[[ Document text, beginning ]]
Director’s Statement

By: Shawn Macdonald, Director & Dramaturge

A project as ambitious and important as in My Day presents a number of challenges to its creative team. It’s a daunting task to distill something so large and weighty into a theatrical context and to fashion it into performance. Two immediate questions spring to the minds of those behind a project of this magnitude:

Why? 
How?

It wasn’t that difficult to offer answers to the “why?” The COVID pandemic has re-focused our attention onto communicable disease, with many people reacting in the early stage of COVID as though this was the first time we’d experienced anything like this, despite the death toll globally from AIDS, despite the speed at which HIV/AIDS spread, despite everything we thought we’d learned from the AIDS epidemic. It seemed crucial to remind the world about what happened, and transmit knowledge in a time when memory seems to be increasingly short-term. This play chronicles a history. It serves as a memorial. As we dove into the development process and engaged with actors and explored the material, the need for this knowledge sharing became crystal clear. Our younger actors confessed to knowing little about the experience of many of their theatre ancestors, and the answer to the “why?” became even clearer. 

There are other “whys.”
[[ Document text, end ]]
[[ Data, beginning ]]
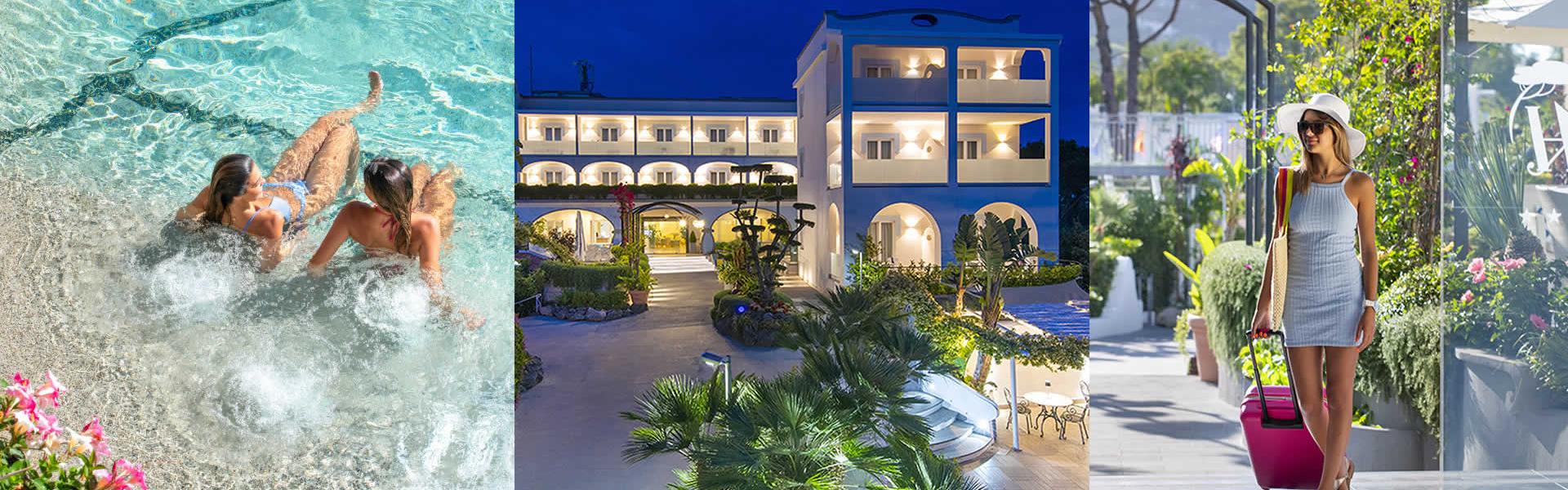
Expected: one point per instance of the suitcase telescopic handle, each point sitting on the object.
(1258, 379)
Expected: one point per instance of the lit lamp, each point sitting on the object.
(719, 362)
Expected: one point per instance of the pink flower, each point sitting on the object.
(95, 429)
(1540, 324)
(122, 476)
(51, 390)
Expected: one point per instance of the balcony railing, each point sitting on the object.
(731, 148)
(902, 90)
(1004, 170)
(1004, 91)
(901, 172)
(604, 148)
(773, 149)
(548, 148)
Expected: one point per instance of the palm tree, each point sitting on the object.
(1002, 244)
(966, 241)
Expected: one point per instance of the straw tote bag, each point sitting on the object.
(1280, 248)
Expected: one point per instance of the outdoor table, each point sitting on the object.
(1049, 403)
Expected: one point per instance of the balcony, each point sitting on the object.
(1004, 91)
(548, 148)
(772, 149)
(901, 172)
(1004, 170)
(664, 148)
(731, 148)
(604, 148)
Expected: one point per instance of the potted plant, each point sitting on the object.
(1208, 368)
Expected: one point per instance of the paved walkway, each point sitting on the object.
(1150, 418)
(569, 434)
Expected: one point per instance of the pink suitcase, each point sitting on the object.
(1278, 445)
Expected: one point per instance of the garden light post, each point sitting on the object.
(722, 362)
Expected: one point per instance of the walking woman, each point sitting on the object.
(410, 214)
(1330, 302)
(308, 176)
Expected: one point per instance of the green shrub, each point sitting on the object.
(586, 277)
(1230, 283)
(1405, 362)
(593, 299)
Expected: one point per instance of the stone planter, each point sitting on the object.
(532, 374)
(1498, 415)
(1208, 369)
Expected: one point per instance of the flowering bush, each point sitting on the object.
(37, 452)
(1510, 306)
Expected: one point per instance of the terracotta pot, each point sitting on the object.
(1208, 369)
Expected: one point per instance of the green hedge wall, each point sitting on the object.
(1232, 277)
(586, 277)
(649, 190)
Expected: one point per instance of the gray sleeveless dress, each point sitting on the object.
(1324, 296)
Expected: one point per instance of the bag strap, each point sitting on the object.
(1285, 195)
(1258, 379)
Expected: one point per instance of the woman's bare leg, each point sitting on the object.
(1341, 363)
(295, 163)
(332, 165)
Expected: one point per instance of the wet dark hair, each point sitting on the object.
(231, 178)
(392, 189)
[[ Data, end ]]
• _Tasks and exercises_:
A – Answer these questions from the director's statement:
(i) Who wrote the statement, and what roles does the byline list?
(ii) What two questions does it say spring to mind for those behind a project of this magnitude?
(iii) What did the younger actors confess?
B – Condense the paragraph of the director's statement that begins "It wasn't that difficult to offer answers" into a shorter version that keeps its main points.

• _Answers for each item_:
A –
(i) Shawn Macdonald, Director & Dramaturge.
(ii) "Why?" and "How?"
(iii) They confessed to knowing little about the experience of many of their theatre ancestors.

B – The "why?" was easy to answer. COVID refocused attention on communicable disease, yet many people reacted early on as if this were a first, despite the global death toll and rapid spread of HIV/AIDS and what the AIDS epidemic should have taught. It seemed crucial to remind the world what happened and pass on knowledge when memory seems increasingly short-term. The play chronicles a history and serves as a memorial. During development, the need for this knowledge sharing became clear, especially when younger actors admitted knowing little about the experience of many of their theatre ancestors.